**What you need to do**
Copy out these lines word for word, leaving nothing out.

--- Information provided Enclosed Below ---

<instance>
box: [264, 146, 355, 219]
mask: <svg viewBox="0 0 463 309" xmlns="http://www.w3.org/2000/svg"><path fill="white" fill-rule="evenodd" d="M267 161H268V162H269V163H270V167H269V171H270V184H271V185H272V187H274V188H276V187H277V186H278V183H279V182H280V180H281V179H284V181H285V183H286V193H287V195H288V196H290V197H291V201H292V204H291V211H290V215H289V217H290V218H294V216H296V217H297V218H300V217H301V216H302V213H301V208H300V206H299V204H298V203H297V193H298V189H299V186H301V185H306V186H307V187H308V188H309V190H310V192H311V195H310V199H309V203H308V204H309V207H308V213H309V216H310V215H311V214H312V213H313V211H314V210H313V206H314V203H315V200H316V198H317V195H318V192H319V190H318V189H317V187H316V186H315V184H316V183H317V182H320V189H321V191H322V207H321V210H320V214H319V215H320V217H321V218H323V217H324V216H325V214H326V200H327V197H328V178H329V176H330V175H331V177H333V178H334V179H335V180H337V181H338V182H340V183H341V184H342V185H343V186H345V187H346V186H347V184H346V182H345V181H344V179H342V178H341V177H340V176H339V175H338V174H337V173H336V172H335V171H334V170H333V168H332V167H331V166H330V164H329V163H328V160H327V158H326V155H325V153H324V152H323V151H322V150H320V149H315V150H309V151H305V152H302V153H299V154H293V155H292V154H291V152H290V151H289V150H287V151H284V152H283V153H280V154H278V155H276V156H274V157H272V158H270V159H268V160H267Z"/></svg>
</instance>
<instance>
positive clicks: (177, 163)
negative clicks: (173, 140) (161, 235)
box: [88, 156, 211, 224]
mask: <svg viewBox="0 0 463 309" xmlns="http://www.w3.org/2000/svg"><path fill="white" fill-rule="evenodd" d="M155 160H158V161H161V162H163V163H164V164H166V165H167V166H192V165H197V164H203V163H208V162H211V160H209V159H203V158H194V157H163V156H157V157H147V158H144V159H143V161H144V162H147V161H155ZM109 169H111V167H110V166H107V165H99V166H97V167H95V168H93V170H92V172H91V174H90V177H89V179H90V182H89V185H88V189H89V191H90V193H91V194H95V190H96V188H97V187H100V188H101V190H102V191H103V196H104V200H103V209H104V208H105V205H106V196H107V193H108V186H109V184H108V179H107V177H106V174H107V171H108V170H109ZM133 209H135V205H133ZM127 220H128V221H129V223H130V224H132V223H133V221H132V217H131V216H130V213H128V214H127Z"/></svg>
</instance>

--- End of Enclosed Information provided ---

**Task solution**
<instance>
box: [264, 146, 355, 219]
mask: <svg viewBox="0 0 463 309" xmlns="http://www.w3.org/2000/svg"><path fill="white" fill-rule="evenodd" d="M267 161H268V162H269V163H270V167H269V171H270V184H271V185H272V187H274V188H276V187H277V186H278V183H279V182H280V180H281V179H284V181H285V183H286V193H287V195H288V196H290V197H291V201H292V204H291V211H290V215H289V217H290V218H294V216H296V217H297V218H300V217H301V216H302V213H301V208H300V206H299V204H298V203H297V193H298V189H299V186H301V185H306V186H307V187H308V188H309V190H310V192H311V195H310V199H309V203H308V204H309V207H308V213H309V216H310V215H311V214H312V213H313V211H314V210H313V206H314V203H315V200H316V198H317V195H318V192H319V190H318V189H317V187H316V186H315V184H316V183H317V182H320V189H321V191H322V207H321V210H320V214H319V215H320V217H321V218H323V217H324V216H325V214H326V200H327V197H328V178H329V176H330V175H331V177H333V178H334V179H335V180H337V181H338V182H340V183H341V184H342V185H343V186H345V187H346V186H347V184H346V182H345V181H344V179H342V178H341V177H340V176H339V175H338V174H337V173H336V172H335V171H334V170H333V168H332V167H331V166H330V164H329V163H328V160H327V158H326V155H325V153H324V152H323V151H322V150H320V149H315V150H309V151H305V152H302V153H299V154H293V155H292V154H291V152H290V151H289V150H287V151H284V152H283V153H280V154H278V155H276V156H274V157H272V158H270V159H268V160H267Z"/></svg>
</instance>
<instance>
positive clicks: (177, 163)
negative clicks: (173, 140) (161, 235)
box: [88, 156, 211, 224]
mask: <svg viewBox="0 0 463 309" xmlns="http://www.w3.org/2000/svg"><path fill="white" fill-rule="evenodd" d="M155 160H158V161H161V162H163V163H164V164H166V165H167V166H192V165H197V164H203V163H208V162H211V160H209V159H203V158H194V157H163V156H157V157H147V158H144V159H143V161H144V162H147V161H155ZM109 169H111V167H110V166H107V165H99V166H97V167H95V168H93V170H92V172H91V174H90V177H89V179H90V182H89V185H88V189H89V191H90V193H91V194H95V190H96V188H97V187H100V188H101V190H102V191H103V196H104V200H103V209H104V208H105V205H106V196H107V193H108V186H109V184H108V179H107V177H106V174H107V171H108V170H109ZM133 209H135V205H133ZM127 220H128V221H129V223H130V224H132V223H133V221H132V217H131V216H130V213H128V214H127Z"/></svg>
</instance>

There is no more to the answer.